(Rows from a segmentation dataset)
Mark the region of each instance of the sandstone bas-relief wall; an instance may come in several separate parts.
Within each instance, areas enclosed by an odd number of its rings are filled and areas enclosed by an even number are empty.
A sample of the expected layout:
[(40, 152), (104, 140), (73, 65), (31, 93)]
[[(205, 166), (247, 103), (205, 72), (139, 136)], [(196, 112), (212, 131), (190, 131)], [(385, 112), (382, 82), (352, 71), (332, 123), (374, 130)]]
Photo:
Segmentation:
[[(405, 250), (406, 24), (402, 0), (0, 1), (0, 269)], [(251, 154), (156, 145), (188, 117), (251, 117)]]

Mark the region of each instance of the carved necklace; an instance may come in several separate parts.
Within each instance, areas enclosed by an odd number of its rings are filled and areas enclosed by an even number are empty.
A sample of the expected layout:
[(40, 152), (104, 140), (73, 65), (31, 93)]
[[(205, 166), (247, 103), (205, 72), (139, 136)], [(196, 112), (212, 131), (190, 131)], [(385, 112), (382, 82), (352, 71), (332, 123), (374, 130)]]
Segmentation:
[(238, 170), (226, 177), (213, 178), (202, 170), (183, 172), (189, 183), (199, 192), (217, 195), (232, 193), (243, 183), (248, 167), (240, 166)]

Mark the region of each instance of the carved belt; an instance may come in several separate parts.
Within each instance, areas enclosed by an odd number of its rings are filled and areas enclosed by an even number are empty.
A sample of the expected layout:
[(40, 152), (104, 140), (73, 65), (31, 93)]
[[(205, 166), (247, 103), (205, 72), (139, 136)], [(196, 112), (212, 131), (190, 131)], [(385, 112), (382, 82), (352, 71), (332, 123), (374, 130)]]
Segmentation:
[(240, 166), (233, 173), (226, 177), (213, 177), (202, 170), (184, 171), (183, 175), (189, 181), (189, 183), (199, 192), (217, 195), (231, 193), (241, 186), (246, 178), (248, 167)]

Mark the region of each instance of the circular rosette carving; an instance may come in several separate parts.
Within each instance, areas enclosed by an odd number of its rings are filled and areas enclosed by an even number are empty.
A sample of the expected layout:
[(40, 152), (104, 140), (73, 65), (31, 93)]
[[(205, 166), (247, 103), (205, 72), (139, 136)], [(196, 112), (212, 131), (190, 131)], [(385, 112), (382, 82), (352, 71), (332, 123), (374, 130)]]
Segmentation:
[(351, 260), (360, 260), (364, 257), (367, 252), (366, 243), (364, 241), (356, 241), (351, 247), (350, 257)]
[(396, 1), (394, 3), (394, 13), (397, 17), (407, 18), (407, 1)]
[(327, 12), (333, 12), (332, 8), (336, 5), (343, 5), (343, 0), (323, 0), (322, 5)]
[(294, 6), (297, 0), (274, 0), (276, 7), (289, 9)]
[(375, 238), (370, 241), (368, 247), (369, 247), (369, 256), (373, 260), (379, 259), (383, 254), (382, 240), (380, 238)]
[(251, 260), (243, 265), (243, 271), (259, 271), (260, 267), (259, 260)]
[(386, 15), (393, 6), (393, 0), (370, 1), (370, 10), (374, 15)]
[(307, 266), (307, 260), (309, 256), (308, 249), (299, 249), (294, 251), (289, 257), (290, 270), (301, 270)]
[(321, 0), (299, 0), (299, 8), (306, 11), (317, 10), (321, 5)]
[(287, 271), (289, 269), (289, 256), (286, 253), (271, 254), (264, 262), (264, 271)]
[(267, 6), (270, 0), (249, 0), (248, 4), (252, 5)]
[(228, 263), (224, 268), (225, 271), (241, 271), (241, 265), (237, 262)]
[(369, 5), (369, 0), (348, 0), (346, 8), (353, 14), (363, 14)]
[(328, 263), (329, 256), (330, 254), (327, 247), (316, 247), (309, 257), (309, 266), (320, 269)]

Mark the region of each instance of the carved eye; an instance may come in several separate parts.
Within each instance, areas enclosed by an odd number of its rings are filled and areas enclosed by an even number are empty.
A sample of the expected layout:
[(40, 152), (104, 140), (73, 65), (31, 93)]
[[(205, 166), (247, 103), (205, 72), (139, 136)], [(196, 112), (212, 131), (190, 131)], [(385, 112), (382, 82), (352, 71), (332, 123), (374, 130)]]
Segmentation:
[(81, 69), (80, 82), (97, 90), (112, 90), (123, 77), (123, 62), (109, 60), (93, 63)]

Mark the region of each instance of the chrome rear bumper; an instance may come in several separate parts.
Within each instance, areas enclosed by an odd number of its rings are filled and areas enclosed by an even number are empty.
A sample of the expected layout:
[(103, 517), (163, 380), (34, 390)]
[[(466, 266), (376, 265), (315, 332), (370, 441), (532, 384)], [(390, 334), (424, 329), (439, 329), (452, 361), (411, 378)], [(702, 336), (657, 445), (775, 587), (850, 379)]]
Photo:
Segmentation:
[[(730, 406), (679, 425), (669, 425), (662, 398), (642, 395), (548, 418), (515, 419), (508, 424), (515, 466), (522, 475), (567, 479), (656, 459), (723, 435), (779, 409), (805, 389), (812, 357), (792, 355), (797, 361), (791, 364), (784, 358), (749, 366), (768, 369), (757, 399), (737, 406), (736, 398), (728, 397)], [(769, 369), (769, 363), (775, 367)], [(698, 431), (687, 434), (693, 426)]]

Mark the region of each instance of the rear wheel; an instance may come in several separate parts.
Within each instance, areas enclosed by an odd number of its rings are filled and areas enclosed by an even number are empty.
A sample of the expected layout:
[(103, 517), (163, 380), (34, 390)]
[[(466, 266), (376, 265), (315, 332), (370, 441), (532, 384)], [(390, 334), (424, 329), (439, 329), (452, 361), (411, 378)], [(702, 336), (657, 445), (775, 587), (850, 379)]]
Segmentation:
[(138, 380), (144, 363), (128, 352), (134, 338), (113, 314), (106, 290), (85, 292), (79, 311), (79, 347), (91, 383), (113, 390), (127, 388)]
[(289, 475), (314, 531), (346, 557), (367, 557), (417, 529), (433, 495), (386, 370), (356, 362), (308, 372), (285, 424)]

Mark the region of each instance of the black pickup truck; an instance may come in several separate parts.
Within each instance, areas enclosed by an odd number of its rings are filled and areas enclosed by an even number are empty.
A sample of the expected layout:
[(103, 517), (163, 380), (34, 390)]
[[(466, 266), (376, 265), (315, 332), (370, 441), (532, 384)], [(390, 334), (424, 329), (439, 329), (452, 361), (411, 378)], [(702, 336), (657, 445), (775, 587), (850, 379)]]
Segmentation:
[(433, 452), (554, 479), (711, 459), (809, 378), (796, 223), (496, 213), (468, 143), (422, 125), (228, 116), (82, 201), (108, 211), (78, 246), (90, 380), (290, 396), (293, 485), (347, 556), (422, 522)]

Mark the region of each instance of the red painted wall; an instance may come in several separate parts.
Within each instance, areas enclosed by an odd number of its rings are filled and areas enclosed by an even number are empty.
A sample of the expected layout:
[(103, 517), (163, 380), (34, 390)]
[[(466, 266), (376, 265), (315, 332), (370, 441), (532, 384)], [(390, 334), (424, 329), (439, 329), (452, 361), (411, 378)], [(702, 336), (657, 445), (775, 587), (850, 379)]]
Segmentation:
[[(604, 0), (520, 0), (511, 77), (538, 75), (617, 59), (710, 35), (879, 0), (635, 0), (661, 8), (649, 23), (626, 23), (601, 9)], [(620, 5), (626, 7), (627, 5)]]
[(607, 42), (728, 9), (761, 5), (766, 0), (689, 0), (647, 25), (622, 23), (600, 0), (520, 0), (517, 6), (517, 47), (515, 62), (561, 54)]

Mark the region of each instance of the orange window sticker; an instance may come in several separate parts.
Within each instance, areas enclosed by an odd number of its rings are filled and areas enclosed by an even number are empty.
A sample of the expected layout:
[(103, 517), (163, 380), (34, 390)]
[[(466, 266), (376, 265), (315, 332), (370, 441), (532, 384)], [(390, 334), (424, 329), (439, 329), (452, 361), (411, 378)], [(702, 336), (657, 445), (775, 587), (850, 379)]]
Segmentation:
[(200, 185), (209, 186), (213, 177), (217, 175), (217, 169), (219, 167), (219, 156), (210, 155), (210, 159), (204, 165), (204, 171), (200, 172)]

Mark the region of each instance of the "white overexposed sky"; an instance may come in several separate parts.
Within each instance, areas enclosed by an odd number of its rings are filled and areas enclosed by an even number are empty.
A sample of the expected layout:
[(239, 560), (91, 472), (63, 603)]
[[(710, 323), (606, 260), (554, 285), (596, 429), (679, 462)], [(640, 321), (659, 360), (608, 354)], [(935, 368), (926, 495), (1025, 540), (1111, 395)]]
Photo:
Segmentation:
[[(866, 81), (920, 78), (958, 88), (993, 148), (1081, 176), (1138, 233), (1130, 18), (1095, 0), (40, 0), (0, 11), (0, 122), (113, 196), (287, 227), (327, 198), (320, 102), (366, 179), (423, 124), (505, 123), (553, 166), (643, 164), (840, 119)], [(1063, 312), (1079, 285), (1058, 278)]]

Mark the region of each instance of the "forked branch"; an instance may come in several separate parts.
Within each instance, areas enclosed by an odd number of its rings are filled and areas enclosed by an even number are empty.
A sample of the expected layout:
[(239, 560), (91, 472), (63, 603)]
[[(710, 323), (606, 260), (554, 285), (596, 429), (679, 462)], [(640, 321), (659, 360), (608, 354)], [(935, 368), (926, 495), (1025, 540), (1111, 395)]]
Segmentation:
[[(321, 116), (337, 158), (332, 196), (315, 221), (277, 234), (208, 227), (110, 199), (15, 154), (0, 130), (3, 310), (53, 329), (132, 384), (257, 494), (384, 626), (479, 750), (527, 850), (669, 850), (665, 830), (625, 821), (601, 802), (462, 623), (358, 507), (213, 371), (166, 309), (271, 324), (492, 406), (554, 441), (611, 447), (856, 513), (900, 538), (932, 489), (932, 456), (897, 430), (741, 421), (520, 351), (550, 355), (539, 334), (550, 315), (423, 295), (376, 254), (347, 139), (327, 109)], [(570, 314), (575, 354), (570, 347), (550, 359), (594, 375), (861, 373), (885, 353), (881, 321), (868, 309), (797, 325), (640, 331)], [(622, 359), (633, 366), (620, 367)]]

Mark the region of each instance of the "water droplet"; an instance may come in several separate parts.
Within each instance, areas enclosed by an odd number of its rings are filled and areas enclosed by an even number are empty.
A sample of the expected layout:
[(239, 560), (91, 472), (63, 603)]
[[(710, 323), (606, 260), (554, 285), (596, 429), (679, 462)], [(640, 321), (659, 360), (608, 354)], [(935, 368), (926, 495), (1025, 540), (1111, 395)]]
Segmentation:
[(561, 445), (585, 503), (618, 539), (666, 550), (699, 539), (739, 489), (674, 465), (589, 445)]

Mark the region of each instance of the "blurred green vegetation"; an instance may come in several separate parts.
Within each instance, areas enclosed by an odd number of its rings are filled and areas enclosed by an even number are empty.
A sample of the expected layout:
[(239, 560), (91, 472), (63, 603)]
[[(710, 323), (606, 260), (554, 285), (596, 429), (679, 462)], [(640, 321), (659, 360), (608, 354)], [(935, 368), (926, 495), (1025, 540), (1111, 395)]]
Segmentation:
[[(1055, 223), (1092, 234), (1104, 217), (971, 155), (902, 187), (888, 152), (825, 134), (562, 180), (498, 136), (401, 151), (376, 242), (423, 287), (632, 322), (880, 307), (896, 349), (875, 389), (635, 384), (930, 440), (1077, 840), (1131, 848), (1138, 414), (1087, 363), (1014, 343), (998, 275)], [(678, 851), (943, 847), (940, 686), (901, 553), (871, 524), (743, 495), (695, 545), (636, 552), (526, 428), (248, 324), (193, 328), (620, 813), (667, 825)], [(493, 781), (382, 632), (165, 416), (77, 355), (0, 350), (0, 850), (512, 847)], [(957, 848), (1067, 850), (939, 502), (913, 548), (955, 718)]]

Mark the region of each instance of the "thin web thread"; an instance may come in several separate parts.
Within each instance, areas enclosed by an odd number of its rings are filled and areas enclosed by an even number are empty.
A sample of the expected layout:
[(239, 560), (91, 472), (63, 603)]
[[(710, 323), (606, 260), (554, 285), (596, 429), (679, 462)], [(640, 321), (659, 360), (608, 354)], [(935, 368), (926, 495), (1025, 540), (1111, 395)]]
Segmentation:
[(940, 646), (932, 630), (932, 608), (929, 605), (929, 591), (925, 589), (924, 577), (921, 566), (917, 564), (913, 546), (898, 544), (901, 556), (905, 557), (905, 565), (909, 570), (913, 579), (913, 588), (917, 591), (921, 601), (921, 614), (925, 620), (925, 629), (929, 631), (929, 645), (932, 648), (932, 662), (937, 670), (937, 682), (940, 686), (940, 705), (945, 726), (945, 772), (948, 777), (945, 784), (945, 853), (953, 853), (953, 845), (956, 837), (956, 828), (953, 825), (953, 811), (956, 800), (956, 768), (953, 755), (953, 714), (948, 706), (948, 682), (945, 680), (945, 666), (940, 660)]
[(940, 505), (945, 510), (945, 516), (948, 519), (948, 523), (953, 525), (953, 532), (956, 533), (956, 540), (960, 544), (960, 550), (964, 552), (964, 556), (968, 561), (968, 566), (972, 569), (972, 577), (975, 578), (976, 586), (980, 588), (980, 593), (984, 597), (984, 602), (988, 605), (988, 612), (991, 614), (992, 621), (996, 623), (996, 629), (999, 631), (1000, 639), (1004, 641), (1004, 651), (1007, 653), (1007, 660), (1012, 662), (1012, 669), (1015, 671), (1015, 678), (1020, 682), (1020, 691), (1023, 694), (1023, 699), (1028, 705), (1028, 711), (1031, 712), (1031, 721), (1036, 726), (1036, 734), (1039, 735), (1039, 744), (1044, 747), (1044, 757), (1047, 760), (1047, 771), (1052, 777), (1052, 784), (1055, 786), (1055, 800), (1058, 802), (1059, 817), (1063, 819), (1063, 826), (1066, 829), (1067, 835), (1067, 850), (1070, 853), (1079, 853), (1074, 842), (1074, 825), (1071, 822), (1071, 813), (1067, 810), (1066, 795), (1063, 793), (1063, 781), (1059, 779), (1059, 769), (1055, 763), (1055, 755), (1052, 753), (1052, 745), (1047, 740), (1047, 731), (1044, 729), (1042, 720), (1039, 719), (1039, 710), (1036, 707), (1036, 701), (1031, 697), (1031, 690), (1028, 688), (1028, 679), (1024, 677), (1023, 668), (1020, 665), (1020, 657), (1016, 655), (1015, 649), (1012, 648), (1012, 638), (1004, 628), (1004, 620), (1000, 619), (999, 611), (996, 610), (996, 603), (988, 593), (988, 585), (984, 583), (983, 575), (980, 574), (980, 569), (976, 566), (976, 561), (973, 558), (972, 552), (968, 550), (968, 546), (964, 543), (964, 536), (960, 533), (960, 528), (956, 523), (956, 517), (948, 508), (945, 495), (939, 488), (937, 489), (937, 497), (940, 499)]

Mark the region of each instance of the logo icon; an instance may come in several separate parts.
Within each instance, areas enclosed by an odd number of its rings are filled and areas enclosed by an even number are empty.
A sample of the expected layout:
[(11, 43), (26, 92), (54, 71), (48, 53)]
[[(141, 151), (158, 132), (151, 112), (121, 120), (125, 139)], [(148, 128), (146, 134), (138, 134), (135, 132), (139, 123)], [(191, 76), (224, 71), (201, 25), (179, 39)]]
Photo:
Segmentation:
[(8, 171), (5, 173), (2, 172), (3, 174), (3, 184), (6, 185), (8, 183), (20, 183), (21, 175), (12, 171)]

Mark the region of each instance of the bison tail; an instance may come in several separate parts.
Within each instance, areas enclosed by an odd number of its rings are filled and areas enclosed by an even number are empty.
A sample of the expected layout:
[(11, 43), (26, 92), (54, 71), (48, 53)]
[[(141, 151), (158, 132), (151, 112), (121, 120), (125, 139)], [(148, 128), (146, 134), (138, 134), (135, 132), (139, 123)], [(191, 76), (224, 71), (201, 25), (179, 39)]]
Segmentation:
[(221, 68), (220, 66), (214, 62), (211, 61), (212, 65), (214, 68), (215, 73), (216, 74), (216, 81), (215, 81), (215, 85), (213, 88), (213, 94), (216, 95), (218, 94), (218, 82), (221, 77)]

* **WHAT THIS TASK INVOLVES**
Print the lines starting with the one containing "Mark the region of each instance of the rear" and ending with the one containing "372), (285, 424)]", including both.

* **ANSWER TO THE EXERCISE**
Mark the region of each instance of the rear wheel; an instance may come in several separate parts.
Within each instance, areas enclosed by an odd number of its rings are filled and areas enclosed by an even number are empty.
A sample of the expected layout:
[(103, 517), (163, 380), (34, 390)]
[[(466, 266), (376, 265), (315, 332), (370, 441), (532, 384)], [(390, 334), (424, 329), (439, 329), (452, 361), (411, 378)], [(702, 336), (657, 445), (775, 587), (850, 379)]]
Segmentation:
[(138, 380), (144, 363), (128, 352), (134, 338), (113, 314), (106, 290), (85, 292), (79, 311), (79, 347), (91, 383), (113, 390), (127, 388)]
[(289, 475), (314, 531), (346, 557), (367, 557), (417, 529), (433, 495), (386, 370), (356, 362), (308, 372), (285, 424)]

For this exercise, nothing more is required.